EXERCISE | Continue the article on Kenya's withdrawal from the International Criminal Court, starting right after its last sentence.

PASSAGE |
Kenya’s Withdrawal From The International Criminal Court and Why It Matters

Kenyan Deputy President William Ruto arrives on September 23, 2013 at the International Criminal Court in The Hague.

Kenyan Deputy President William Ruto arrives on September 23, 2013 at the International Criminal Court in The Hague.

On September 5, the Kenyan parliament passed a motion to withdraw Kenya from the International Criminal Court. The decision came about days before Vice President Samoei Ruto faced trial at The Hague following his indictment for committing crimes against humanity in the bloody 2007 elections violence.

Last week, the African Union announced it would hold a special session in early October to discuss whether the AU members should withdraw from the ICC even as they announced plans to request that the hearings be transferred to Nairobi. The case has raised a critical and ongoing challenge to human rights in Africa:

Can political leaders in Africa be held to account for committing serious human rights abuses?

(Records contained in a dataset)
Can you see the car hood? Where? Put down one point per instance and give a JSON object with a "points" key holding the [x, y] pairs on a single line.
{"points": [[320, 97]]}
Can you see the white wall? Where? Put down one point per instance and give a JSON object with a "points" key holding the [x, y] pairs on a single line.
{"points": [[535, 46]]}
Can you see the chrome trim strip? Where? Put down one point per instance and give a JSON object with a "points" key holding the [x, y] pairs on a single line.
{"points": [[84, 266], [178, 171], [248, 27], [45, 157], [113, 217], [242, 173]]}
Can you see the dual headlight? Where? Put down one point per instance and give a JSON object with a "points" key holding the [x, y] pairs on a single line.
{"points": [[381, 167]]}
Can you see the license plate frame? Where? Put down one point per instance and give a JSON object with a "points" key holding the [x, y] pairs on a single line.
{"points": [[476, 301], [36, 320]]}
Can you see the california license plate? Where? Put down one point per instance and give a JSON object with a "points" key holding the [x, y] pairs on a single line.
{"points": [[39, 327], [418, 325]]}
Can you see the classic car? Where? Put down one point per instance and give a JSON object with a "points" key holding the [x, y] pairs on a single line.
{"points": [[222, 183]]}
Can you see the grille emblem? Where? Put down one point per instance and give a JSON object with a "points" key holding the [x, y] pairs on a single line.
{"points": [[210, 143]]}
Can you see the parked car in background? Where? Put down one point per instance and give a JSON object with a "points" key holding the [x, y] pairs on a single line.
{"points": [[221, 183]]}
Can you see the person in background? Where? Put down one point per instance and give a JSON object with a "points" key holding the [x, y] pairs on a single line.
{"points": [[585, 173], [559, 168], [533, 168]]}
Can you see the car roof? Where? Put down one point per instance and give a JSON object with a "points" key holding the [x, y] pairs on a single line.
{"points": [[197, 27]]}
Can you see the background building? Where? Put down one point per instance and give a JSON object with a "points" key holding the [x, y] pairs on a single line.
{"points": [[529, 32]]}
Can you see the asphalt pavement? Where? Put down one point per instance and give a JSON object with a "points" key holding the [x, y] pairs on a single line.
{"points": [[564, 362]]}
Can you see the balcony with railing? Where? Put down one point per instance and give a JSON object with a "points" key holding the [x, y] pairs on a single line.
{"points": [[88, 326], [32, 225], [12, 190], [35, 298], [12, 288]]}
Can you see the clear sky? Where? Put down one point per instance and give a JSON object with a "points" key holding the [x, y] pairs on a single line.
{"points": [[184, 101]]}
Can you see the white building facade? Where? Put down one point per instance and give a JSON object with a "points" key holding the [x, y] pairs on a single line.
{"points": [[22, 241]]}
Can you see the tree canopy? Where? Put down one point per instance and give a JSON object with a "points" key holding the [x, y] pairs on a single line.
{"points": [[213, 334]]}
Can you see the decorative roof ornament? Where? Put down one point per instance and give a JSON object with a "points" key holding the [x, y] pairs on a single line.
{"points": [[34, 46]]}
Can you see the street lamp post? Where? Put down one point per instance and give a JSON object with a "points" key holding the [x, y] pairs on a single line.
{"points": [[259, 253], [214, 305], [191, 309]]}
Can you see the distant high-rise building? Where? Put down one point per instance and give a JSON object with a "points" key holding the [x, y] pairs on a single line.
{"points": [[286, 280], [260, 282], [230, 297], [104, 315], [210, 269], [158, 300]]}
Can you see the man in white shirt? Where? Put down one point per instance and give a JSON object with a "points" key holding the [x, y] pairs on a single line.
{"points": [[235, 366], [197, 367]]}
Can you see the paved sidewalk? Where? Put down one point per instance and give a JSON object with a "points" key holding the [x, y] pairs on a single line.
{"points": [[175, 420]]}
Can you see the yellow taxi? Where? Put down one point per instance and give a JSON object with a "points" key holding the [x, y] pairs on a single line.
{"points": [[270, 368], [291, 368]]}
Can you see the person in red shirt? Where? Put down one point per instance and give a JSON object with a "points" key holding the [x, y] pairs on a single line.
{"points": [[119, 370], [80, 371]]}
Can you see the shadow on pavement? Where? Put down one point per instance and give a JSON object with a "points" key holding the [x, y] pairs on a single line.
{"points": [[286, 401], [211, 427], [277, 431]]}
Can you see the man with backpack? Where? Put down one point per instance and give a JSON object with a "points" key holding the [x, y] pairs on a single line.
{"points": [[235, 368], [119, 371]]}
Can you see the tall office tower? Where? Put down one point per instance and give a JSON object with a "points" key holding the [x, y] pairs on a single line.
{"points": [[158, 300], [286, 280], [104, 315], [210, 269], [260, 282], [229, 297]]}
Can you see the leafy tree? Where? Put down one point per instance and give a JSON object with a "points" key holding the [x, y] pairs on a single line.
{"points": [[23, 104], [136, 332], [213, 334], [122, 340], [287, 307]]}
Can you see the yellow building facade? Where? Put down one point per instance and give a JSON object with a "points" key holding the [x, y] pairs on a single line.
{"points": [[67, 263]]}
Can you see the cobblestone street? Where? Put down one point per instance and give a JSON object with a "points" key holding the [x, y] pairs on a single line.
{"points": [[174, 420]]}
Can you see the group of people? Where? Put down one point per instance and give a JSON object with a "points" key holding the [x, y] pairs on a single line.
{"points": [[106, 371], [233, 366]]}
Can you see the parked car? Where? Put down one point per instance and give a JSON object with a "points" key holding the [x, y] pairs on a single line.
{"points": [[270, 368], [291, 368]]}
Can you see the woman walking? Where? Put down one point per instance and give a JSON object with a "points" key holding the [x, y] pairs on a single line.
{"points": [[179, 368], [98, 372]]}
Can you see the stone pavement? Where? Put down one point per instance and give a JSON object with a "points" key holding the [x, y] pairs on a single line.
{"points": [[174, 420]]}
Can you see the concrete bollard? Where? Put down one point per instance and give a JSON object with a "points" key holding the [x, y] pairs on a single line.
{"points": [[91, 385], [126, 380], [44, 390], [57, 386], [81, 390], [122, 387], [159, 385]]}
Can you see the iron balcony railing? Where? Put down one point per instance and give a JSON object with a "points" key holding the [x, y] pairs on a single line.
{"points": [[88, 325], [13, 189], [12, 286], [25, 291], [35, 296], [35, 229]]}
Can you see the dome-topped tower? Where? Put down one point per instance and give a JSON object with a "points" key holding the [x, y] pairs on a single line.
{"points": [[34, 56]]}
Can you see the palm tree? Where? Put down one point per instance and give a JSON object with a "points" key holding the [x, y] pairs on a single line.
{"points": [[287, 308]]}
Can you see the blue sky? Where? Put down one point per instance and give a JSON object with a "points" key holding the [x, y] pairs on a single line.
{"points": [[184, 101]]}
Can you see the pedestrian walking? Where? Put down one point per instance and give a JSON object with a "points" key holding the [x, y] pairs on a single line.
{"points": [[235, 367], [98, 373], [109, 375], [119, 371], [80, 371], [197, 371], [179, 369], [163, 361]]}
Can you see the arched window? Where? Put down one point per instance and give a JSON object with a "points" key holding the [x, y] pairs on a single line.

ANSWER BELOW |
In 2007, the soul of Kenyan democracy was exposed to harsh realities with the onset of the ethnic violence that erupted after the highly contentious elections which saw President Mwai Kibaki win re-election for another 5 years. 1200 people were killed, some burnt beyond recognition, and others selectively eliminated, based on orders carried out by an army of youth. The silent horrors faced by the victims are etched in scars on the faces of survivors and are forever enshrined in their tent homes.

The first witness to testify against Ruto was a survivor of the Kiambaa Church attack, where 50 people were burnt in a church where they had gone to seek refuge from an assault orchestrated by a gang of Kalenjin youth. A 37-year-old worker on a flower farm, he told Amnesty how gruesome it was.

“I am a Luo…I have been a casual worker here in Naivasha for some time…I saw this when I was at the chief’s area. There were about eight of us who went to the chief’s house. While we were seeking refuge, we saw it happening, I saw people being chopped with machetes, and I told the police and they also saw,” Amnesty International reported.

Sadly, accountability for the Kiamba incident and the rest of the Rift Valley violence remain unfulfilled. Efforts inside Kenya to bring the perpetrators to justice have stalled: The Waki Commission’s call for the creation of a special tribunal has not been answered.

There are several facts that are being ignored or distorted by the champions for Kenya’s withdrawal and these need to be exposed and discredited.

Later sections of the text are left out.